Data excerpts >>
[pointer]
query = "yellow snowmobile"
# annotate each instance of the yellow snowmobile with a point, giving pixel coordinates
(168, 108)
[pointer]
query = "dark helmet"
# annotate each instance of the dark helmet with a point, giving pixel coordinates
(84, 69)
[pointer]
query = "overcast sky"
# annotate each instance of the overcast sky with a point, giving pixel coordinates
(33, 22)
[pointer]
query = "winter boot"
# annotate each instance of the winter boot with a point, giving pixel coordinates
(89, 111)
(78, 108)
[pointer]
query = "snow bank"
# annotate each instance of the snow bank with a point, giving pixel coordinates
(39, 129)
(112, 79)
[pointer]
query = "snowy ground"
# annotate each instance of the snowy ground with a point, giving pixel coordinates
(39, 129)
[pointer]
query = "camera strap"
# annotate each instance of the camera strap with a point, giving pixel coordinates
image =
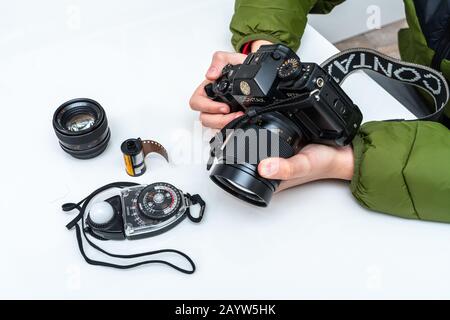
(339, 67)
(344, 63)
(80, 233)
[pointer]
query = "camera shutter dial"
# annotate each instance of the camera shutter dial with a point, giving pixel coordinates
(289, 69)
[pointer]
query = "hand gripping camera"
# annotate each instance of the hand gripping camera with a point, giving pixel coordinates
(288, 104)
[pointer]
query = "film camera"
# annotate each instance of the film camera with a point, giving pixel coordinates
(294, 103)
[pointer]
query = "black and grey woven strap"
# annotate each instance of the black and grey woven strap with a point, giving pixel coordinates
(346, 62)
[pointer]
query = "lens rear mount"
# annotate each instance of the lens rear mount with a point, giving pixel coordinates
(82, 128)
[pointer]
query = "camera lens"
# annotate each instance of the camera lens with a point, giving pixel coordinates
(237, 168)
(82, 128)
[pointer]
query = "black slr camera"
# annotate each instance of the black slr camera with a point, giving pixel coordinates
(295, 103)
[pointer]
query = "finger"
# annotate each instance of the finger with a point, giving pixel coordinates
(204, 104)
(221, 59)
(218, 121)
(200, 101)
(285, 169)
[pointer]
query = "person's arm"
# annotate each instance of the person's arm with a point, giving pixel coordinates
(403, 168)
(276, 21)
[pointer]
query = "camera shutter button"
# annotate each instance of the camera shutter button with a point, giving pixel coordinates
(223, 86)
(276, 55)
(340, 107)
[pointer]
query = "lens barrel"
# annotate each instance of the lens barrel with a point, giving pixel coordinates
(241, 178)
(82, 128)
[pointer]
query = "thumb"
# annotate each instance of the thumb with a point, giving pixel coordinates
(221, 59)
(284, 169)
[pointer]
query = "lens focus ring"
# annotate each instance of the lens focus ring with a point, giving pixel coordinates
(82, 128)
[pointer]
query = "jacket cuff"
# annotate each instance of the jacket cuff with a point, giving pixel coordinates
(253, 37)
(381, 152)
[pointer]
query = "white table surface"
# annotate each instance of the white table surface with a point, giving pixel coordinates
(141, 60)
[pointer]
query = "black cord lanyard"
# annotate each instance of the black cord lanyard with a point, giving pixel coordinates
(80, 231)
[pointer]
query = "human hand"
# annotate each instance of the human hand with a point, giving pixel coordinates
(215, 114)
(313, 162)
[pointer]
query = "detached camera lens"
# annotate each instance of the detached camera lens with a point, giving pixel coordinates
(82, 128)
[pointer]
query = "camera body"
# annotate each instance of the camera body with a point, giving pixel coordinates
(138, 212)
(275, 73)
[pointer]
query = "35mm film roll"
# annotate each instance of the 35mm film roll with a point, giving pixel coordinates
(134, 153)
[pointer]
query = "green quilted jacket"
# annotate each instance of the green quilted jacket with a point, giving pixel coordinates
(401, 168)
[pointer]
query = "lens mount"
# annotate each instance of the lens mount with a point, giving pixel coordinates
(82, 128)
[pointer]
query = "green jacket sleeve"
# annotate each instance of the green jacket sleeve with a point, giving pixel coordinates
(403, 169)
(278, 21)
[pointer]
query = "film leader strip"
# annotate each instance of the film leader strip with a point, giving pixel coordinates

Required action >> State the number of lines in the preceding entries that include the word "strip". Provide nothing else.

Exercise result >> 2